#### Dati forniti:

---*---

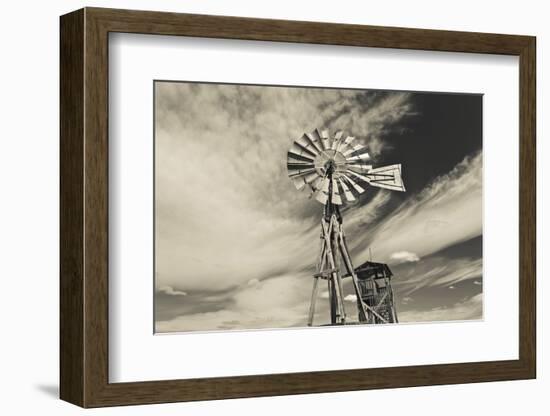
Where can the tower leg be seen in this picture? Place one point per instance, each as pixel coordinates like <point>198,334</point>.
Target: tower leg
<point>362,310</point>
<point>313,301</point>
<point>335,293</point>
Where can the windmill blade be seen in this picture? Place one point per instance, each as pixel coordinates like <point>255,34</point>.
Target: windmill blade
<point>301,172</point>
<point>290,165</point>
<point>347,144</point>
<point>301,181</point>
<point>291,154</point>
<point>355,149</point>
<point>337,138</point>
<point>325,136</point>
<point>316,183</point>
<point>302,151</point>
<point>322,193</point>
<point>347,192</point>
<point>336,198</point>
<point>361,167</point>
<point>354,184</point>
<point>388,177</point>
<point>315,140</point>
<point>361,156</point>
<point>308,146</point>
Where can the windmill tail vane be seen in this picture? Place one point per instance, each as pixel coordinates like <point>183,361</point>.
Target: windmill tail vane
<point>336,169</point>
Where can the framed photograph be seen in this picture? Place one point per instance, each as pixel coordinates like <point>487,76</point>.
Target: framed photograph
<point>256,207</point>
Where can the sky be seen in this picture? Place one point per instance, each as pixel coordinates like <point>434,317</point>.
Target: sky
<point>236,244</point>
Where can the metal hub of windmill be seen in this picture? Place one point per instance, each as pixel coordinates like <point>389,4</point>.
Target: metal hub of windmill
<point>331,167</point>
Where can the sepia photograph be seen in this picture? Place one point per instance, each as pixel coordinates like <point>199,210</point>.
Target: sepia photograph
<point>298,206</point>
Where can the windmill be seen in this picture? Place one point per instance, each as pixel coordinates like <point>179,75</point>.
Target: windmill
<point>333,169</point>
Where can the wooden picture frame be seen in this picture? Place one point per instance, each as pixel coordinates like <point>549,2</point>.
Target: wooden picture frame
<point>84,207</point>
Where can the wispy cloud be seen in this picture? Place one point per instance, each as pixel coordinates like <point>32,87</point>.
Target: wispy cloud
<point>168,290</point>
<point>448,211</point>
<point>404,257</point>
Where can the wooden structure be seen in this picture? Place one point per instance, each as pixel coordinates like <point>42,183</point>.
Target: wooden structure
<point>333,167</point>
<point>376,292</point>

---*---

#### Consegna esercizio:
Modifica tutti i dati sostituendo ogni occorrenza di "windmill" con "wind pump" e lasciando il resto invariato. Riporta il testo risultante senza le immagini.

#### Risposta:
Where can the tower leg be seen in this picture? Place one point per instance, each as pixel coordinates like <point>198,334</point>.
Target: tower leg
<point>362,310</point>
<point>313,301</point>
<point>335,293</point>
Where can the wind pump blade be seen in this picture? Place one point per instance, each as pixel coordinates like <point>255,34</point>.
Target: wind pump blade
<point>301,172</point>
<point>290,165</point>
<point>347,144</point>
<point>301,181</point>
<point>291,154</point>
<point>355,149</point>
<point>337,138</point>
<point>325,136</point>
<point>316,183</point>
<point>302,151</point>
<point>322,193</point>
<point>347,192</point>
<point>336,198</point>
<point>361,167</point>
<point>354,184</point>
<point>388,177</point>
<point>315,140</point>
<point>361,156</point>
<point>308,146</point>
Where can the wind pump tail vane be seen in this picture? Place one point per instance, each as pixel coordinates like <point>183,361</point>.
Target: wind pump tail vane
<point>336,169</point>
Where can the framed photograph be seen in this picture? Place one point per instance, each as pixel coordinates like <point>487,76</point>.
Target: framed photograph
<point>256,207</point>
Where can the sky be seen in this picture? Place one point per instance, each as pixel coordinates like <point>434,317</point>.
Target: sky
<point>236,244</point>
Where can the metal hub of wind pump be seen in this picture? Place one point per instance, each as pixel coordinates like <point>389,4</point>.
Target: metal hub of wind pump
<point>331,167</point>
Where can the sepia photograph be seen in this picture? Place one point per instance, each as pixel coordinates like <point>199,210</point>.
Target: sepia photograph
<point>298,206</point>
Where can the wind pump be seen in this picture? Place one point per instance, each as pixel coordinates like <point>179,75</point>.
Target: wind pump
<point>333,169</point>
Where can the wooden picture frame be seen in this picture? Place one point per instance, each as pixel coordinates like <point>549,2</point>.
Target: wooden picture frame
<point>84,207</point>
Where can the wispy cloud be seen in this picture? Place one point per instance, each as pixel coordinates like <point>32,87</point>.
Target: wispy cloud
<point>168,290</point>
<point>448,211</point>
<point>404,257</point>
Where can the wooden structure be seen in this picture? Place one point per instance, each as pixel coordinates like <point>42,183</point>.
Target: wooden structure
<point>333,167</point>
<point>376,292</point>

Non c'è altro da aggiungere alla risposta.